The problem:
Reproduce every line between the one holding "For each instance of the starry" and the one holding "[[307, 105]]", inclusive. Shift each answer's marker coordinates up by 128, and leave all other numbers unchanged.

Source records:
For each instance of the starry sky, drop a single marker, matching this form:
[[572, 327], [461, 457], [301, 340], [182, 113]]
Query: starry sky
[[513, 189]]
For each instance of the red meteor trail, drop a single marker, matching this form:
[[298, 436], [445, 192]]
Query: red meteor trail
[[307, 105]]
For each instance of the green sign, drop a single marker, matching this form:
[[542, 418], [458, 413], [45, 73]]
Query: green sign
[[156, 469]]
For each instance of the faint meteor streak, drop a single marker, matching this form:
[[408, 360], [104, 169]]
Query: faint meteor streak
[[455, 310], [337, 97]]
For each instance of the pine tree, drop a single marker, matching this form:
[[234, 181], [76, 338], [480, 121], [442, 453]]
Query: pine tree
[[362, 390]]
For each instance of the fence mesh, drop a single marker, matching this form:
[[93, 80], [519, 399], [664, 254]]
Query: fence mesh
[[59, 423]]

...

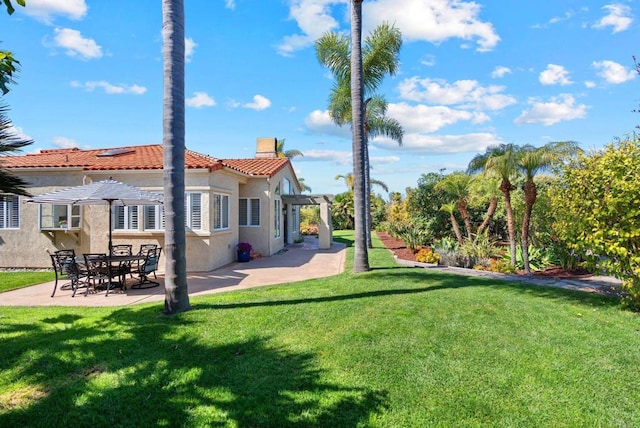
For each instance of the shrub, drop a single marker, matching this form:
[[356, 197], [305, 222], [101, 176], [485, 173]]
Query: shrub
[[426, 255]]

Response:
For each instance of the starry sky, drop a single marker, matching this form:
[[572, 327], [461, 457], [301, 340], [182, 113]]
Query: starry sky
[[641, 317]]
For each instance of the red meteor trail, drop a single marker, matching this form:
[[298, 436], [445, 192]]
Query: red meteor trail
[[435, 233]]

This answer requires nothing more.